Lo que harás:
1 > Responde a las siguientes preguntas a partir del texto de lectura.
(a) ¿A quién se atribuyen las citas que abren el texto?
(b) ¿Qué maldecía Clarín, según el texto?
(c) ¿En qué año hizo Aurelio Ribalta la afirmación que se cita?
2 > Enumera todos los nombres de persona que aparecen en el texto de lectura.

Texto de lectura:
# # # # #
Deogracias Gratis et Amore (II)




“[…] vosotros sois los únicos que entregáis sin precio y sin lucha vuestro bien […]. Como si nada valiese la entregáis y hacéis sospechar que nada vale, cuando tan sin pena la ofrecéis […]. Sois de una fecundidad sospechosa y ofrecéis vuestra obra como si os hiciesen una limosna con aceptarla. […] Y por eso ellos os tratan con desdén absoluto; porque la ofrenda que les lleváis no está dignificada por un precio y ellos mismos dudan de que tenga un valor”.

“¡Esquiroles” ¿No os da rubor entregar así vuestra obra sin recompensa, como si fuese una cosa despreciable?”

Rafael Cansinos Assens


Clarín maldecía la vanidad satisfecha de Deogracias. Pero el caso es que los periódicos ofrecen empleos que ni siquiera la vanidad alimentan y que son aceptados, como decía en 1900 Aurelio Ribalta, “a cambio de esperanzas de protección… casi siempre ilusorias”. El periodista gallego denunciaba a los “empresarios empedernidos y ruines” que ahorraban en sus bolsillos los sueldos de los plumillas y se compadecía de los colegas agarrados al clavo ardiente de aquellas “credenciales misérrimas”: “Parece mentira que no hayan sabido encontrar postura más cómoda y salir de su esclavitud los que en una labor tan entusiasta como difícil y lucida, han sabido abolir para todos, menos para ellos, todas las esclavitudes del cuerpo y del alma”.
# # # # #
Datos proporcionados:
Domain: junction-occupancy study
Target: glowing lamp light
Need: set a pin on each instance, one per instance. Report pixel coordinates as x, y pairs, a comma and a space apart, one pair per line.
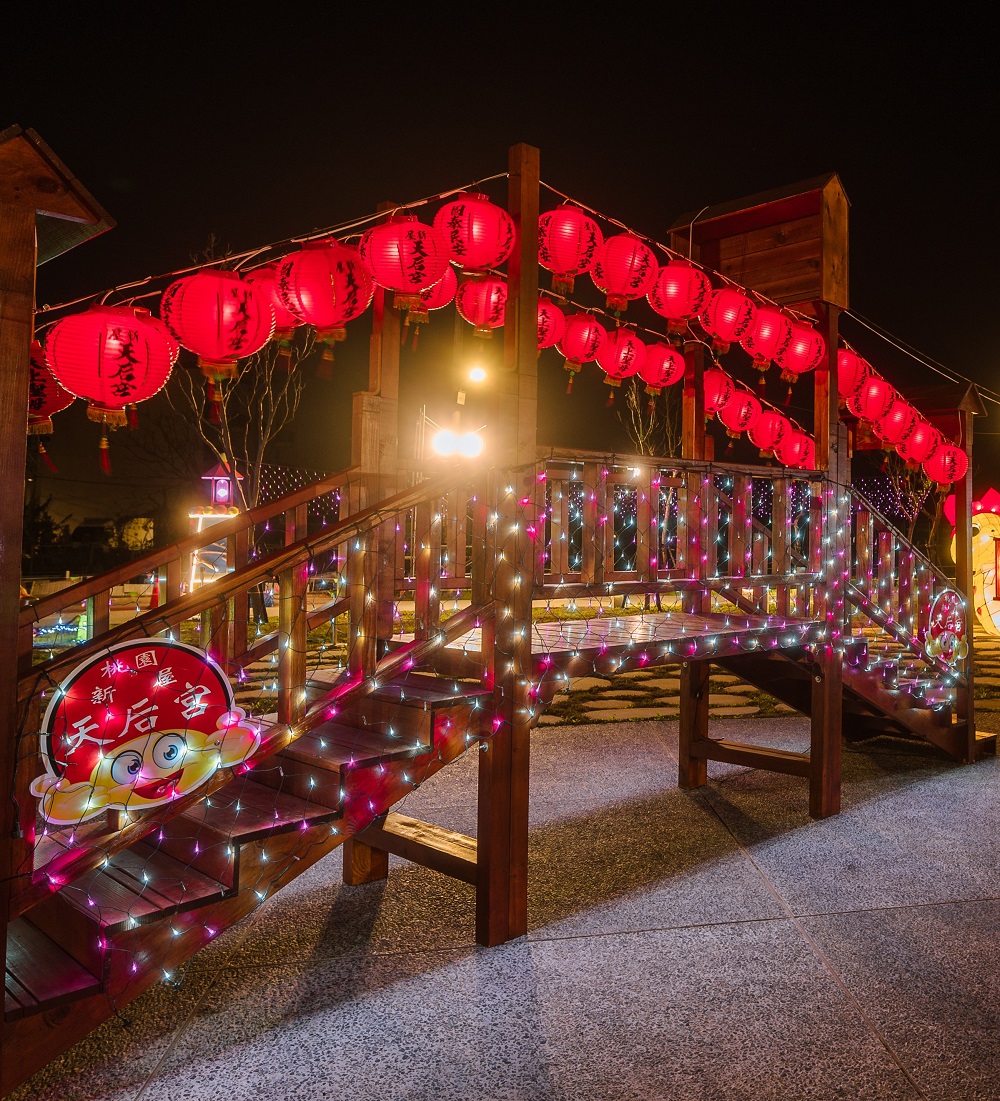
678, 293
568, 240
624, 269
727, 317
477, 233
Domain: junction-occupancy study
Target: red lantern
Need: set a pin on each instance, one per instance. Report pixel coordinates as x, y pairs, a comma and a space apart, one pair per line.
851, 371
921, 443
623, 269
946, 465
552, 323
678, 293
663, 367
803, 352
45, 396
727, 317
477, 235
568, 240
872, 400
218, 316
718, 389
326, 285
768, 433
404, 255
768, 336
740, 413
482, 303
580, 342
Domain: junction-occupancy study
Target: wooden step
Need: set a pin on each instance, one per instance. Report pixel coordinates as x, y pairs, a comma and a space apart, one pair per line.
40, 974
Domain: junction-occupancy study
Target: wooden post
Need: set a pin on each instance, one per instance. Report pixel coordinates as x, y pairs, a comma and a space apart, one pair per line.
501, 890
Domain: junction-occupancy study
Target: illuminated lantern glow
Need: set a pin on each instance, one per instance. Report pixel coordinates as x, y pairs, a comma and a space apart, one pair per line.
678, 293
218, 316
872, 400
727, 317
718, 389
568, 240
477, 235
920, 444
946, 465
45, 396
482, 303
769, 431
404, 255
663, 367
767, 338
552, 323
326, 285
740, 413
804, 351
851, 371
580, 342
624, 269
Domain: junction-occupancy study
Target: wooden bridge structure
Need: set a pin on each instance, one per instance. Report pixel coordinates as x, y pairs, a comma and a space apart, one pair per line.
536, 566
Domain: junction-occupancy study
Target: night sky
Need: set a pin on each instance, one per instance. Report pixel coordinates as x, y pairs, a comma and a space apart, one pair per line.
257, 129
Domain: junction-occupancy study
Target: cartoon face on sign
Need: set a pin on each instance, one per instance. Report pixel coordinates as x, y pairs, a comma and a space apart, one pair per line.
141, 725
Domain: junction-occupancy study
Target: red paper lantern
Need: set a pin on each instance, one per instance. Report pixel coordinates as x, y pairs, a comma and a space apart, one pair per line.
# # # # #
Respuestas:
1 >
(a) A Rafael Cansinos Assens.
(b) La vanidad satisfecha de Deogracias.
(c) En 1900.

2 > Deogracias, Rafael Cansinos Assens, Clarín y Aurelio Ribalta.